Records drawn from a dataset
*****

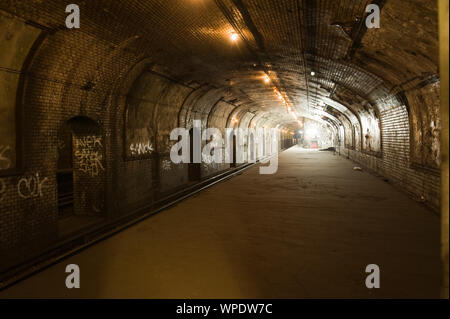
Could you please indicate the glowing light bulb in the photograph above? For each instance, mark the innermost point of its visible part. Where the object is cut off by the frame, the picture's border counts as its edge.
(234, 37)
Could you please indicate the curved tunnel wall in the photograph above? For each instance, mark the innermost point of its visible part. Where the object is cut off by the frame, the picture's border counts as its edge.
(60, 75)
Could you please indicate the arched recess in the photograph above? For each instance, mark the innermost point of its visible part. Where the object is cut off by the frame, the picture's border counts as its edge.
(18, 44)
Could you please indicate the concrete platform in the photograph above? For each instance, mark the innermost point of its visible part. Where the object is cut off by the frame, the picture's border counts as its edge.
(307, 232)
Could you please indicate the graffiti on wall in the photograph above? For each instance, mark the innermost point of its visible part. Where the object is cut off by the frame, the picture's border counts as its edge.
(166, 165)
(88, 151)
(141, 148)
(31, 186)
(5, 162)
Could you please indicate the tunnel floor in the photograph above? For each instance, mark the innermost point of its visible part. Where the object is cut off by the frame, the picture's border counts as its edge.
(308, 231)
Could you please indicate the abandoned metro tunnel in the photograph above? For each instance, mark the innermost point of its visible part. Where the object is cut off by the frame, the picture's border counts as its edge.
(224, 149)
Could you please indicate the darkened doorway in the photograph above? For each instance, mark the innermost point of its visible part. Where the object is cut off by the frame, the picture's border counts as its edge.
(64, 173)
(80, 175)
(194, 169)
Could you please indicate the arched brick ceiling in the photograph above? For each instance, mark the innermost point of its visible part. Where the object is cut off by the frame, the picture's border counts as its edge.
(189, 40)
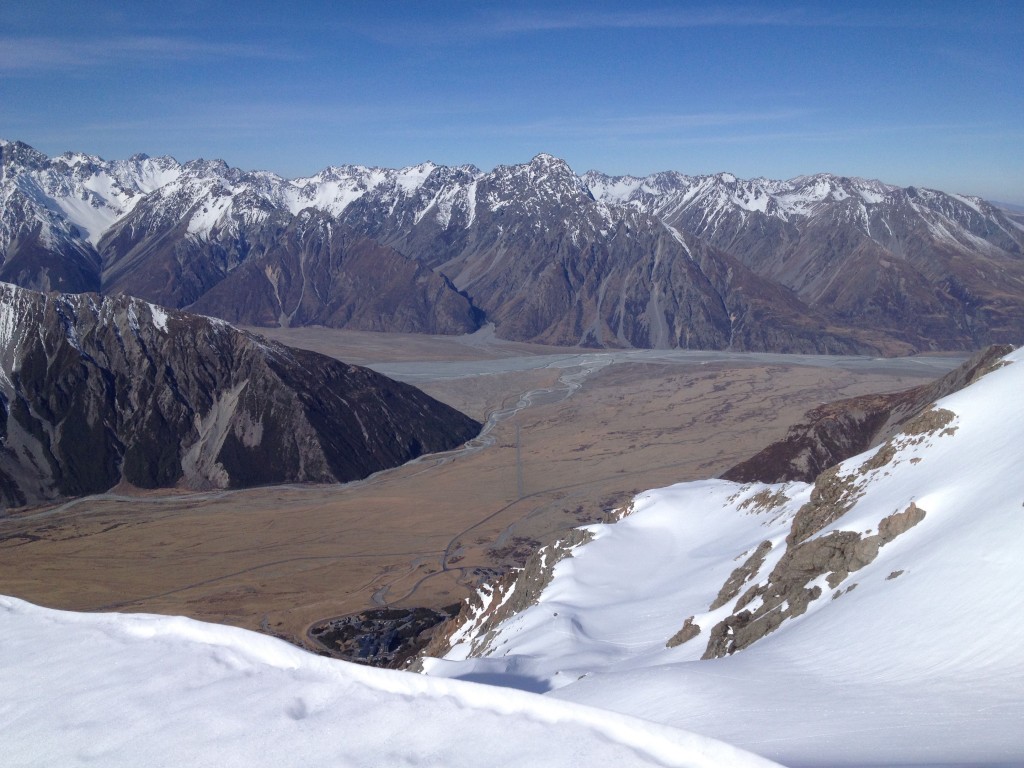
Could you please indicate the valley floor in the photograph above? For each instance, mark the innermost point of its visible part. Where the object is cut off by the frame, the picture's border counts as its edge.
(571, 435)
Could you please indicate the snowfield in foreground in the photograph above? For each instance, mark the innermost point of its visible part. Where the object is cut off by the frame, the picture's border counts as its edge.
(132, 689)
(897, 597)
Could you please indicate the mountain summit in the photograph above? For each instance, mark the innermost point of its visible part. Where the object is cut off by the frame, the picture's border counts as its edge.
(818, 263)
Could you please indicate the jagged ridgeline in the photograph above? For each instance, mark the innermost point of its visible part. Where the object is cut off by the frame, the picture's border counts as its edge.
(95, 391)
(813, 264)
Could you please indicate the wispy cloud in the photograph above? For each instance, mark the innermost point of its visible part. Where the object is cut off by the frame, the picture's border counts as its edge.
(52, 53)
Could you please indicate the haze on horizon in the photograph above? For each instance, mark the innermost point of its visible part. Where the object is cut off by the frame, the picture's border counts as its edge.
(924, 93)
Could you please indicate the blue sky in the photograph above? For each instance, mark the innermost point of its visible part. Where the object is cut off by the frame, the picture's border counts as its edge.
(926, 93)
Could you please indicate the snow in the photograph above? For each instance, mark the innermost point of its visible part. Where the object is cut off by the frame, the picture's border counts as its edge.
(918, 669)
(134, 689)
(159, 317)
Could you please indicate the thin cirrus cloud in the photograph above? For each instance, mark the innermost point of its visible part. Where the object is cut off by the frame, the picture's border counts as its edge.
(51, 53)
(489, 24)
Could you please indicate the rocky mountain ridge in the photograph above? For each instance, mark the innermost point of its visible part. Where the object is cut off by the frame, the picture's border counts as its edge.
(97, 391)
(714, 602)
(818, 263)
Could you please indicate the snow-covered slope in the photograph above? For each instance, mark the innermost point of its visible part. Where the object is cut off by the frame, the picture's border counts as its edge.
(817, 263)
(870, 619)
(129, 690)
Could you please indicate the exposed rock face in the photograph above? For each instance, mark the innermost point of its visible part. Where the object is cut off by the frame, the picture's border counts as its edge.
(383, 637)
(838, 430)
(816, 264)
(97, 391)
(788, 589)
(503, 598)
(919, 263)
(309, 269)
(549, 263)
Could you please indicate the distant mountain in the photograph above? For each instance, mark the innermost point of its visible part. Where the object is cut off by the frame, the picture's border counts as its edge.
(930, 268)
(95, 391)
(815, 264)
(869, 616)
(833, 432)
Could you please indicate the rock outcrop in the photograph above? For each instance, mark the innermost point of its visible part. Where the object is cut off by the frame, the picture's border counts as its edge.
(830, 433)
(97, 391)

*****

Task objective -> Your copy must hold every record above in its exact wording and must hold no pictures.

Response for this exercise ->
Could you please indicate the glowing light bulb in the photograph above? For each instance, mark the innermost point of its visible part. Where the object is cut off by the frame, the picture's border counts as its edge.
(234, 37)
Could you please indicate the curved tunnel wall in the photograph above? For each instance, mark the innermost point of its visible part. Where the object is cut off by the frame, the picture's border counts as its edge.
(60, 75)
Could you please indicate the arched recess in the photograph above? For each instance, mark the innermost point of its visible part. Where the object is cut off by the frame, the picture's border counts as its edge.
(18, 44)
Could you please indicate the concrete platform in the photograph above? For each instance, mark the innermost point of its visible part. Where the object is cut off by the frame, the picture's border counts as its edge.
(307, 232)
Could you please indicate the graffiti on wall in the photograph above? For each instance, mark the innermost point of its visible part. Where the object is cut off by the frame, the picture's border counts as its edge.
(166, 165)
(88, 151)
(141, 148)
(31, 186)
(5, 162)
Could you please indicate the tunnel floor in the photograph above? For each instance, mark the innermost point of its visible part. Where the object is cut off by the frame, the picture's border counts as its edge.
(308, 231)
Could you please indicate the abandoned metro tunnel in the photograph above? For each instance, mark the innermost point of its visible part. Where the object is cut off by the frame, the picture's border counts as its edge.
(224, 149)
Could you please indicate the darkened doorway in the photograph above? For each instance, mark the innermost point of its visible part. Where the object is cut off by the frame, the picture's border counts as its edge.
(64, 173)
(80, 175)
(194, 169)
Could you please indicate the arched brick ceiling in the photograph above? For each instance, mark the innermost point of its visible part. Where the object is cut off by the frame, the picture's border counts as its edge.
(189, 40)
Could you please indicate the valley floor in the photograph above? For each instance, mark the innermost point of its visible part. Where the object is cut off by the frame, the picture's border counts as its edge.
(571, 435)
Could you please indicate the snowfield in foreground in the photograph above? For each instance, mark the innermost point of its visible part. Where the object is cut off by the frame, the picture's border counts as its edge.
(132, 689)
(897, 597)
Could you please indicate the mountain summit in the photograph above? For each instance, mark the innermost point of its visible part. Where the object is cut off by the frame, the picture's border counts as its edge.
(818, 263)
Could you please indicate the jagged ridgeline in the photograph above? For each instance, mark the innermost point of its visible part. Where the object is cut off by the frame, the picture's border counts as its edge.
(95, 391)
(813, 264)
Could you please indicate the wispy cloud in the photograph above? For each instance, mark the innermost point of its visible part. Where the object is cut off by the frame, the picture's border counts as its edge.
(52, 53)
Could you please indicate the haze on horizon in the photograph above? For each instance, mark the innermost point of its visible part. Where the object is cut off by the frame, the picture's border counts as its edge.
(924, 93)
Could you please indicate the blue sky in the photograph above? For each instance, mark the innermost point of its visible part. Where the object is cut off by the frame, the picture's border counts as its edge.
(926, 93)
Could you please indicate the snow in the photograph above? For each instance, mark the innermost point of its visible part. Where the object is cut off by the frame, the picture's border counts as its edge.
(918, 669)
(134, 689)
(159, 317)
Could you please indicate the thin cirrus cloud in the photograph above? For each instance, mark the innermost point of its visible part. Where the object is cut off by the frame, the picture's border counts as its edge.
(51, 53)
(489, 24)
Could you please indicate the rocky mountain ridge in the photograph above? For each instance, mark the innermost point of its visible part. Where the object is cut off by the frame, the picture's border counts as its edge.
(97, 391)
(714, 602)
(818, 263)
Could you please indicate the snow-covered slope in the photograph above? For each instance, mark the innermost point of its visible part. Where the object is cut off by the frame, the picture's border counts as its edge.
(817, 263)
(870, 619)
(129, 690)
Could you please indicate the exposed rock face in the photograph above? For each instance, mark the innermost point of its visible part. Where the object is cut off by the frame, the picture's border counts as its edge.
(383, 637)
(838, 430)
(816, 264)
(97, 391)
(788, 589)
(503, 598)
(919, 263)
(309, 269)
(549, 263)
Could you please indicate the distant mountain in the photograph above? For each instance, mark the innermost point of its visible part. Where the object is cut off by the frame, the picture's border counts as its edge.
(930, 268)
(95, 391)
(815, 264)
(869, 616)
(833, 432)
Could you please indicate the rock outcrop in the photograph above? For each instance, mark the innermost point of its visible part. Where the object is cut off by the frame, the picture's border counts as its edge.
(830, 433)
(97, 391)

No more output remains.